ACTION ITEM: Where the word "that" shows up in the entries below, please copy the whole line.

DATA SUPPLIED:
##########

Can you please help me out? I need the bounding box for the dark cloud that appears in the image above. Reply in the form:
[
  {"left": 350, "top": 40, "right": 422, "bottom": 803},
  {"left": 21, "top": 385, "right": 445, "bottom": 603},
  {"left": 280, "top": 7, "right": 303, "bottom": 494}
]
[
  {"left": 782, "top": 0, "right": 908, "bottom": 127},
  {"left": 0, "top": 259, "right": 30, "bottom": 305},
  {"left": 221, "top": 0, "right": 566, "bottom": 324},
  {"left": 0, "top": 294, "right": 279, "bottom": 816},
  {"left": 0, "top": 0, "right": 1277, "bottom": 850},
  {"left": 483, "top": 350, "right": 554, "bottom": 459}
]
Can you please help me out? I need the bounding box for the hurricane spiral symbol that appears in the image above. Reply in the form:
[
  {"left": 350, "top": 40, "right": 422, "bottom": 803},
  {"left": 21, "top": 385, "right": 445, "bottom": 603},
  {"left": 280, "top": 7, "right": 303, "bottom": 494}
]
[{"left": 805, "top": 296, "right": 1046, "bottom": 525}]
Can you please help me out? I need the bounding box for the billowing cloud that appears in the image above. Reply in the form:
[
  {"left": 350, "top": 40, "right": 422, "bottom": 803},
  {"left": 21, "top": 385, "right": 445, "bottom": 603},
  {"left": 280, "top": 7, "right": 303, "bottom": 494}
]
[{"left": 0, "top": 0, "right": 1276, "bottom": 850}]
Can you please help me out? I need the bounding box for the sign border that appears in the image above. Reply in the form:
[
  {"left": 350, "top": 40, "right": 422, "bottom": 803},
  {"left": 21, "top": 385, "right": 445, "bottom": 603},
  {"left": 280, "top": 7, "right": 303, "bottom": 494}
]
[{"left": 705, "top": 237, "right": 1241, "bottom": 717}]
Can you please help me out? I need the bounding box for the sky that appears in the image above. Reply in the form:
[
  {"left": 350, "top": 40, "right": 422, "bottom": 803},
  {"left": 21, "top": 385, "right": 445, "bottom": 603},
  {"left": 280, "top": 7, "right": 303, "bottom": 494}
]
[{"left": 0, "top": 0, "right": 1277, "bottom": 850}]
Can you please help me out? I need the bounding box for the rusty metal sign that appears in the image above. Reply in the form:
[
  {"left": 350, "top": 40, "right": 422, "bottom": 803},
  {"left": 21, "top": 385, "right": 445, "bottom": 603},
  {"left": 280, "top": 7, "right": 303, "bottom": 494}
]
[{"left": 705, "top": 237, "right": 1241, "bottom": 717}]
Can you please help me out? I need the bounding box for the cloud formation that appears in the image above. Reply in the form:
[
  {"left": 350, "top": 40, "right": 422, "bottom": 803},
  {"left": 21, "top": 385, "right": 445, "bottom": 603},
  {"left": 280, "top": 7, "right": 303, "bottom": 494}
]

##########

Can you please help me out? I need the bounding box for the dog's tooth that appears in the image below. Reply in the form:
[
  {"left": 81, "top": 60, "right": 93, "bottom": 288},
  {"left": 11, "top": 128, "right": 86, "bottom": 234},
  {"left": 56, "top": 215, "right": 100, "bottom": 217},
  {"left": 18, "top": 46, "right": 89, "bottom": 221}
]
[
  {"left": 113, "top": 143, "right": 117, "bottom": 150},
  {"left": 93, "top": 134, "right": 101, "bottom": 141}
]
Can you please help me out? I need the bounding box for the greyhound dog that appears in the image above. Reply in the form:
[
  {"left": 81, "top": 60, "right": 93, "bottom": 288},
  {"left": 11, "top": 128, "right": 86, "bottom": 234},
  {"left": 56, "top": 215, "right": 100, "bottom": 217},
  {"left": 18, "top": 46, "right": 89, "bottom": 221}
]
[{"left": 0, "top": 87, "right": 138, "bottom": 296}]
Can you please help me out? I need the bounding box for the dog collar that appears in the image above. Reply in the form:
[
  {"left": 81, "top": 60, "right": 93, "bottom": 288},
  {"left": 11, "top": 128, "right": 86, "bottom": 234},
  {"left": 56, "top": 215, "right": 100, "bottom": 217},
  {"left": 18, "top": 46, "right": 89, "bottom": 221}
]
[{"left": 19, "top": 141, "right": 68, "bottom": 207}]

##########

YOUR RESPONSE:
Can you please help me out? I need the bounding box for the dark cloud that appears in the image above. Reply in the form:
Can you please help me out? I need the bounding box for the hurricane spiral symbol that appears in the image above. Reply in the form:
Can you please help me out? I need the bounding box for the billowing cloud that appears in the image above. Reply in the form:
Can you please help me out? I need the bounding box for the sign border that appears in the image above. Reply in the form:
Can you please help me out? I need the bounding box for the sky that appears in the image above. Reply in the form:
Can you please help me out? I need the bounding box for the rusty metal sign that appears in the image above. Reply in the form:
Can you please help me out? I need the bounding box for the cloud formation that appears in the image above. Reply in the form:
Can you please help me out? I need the bounding box for the dog's tooth that appears in the image below. Reply in the form:
Can you please help me out? I need the bounding box for the greyhound dog that appears in the image above. Reply in the form:
Can you please help me out? I need the bounding box for the dog collar that appears in the image above. Reply in the form:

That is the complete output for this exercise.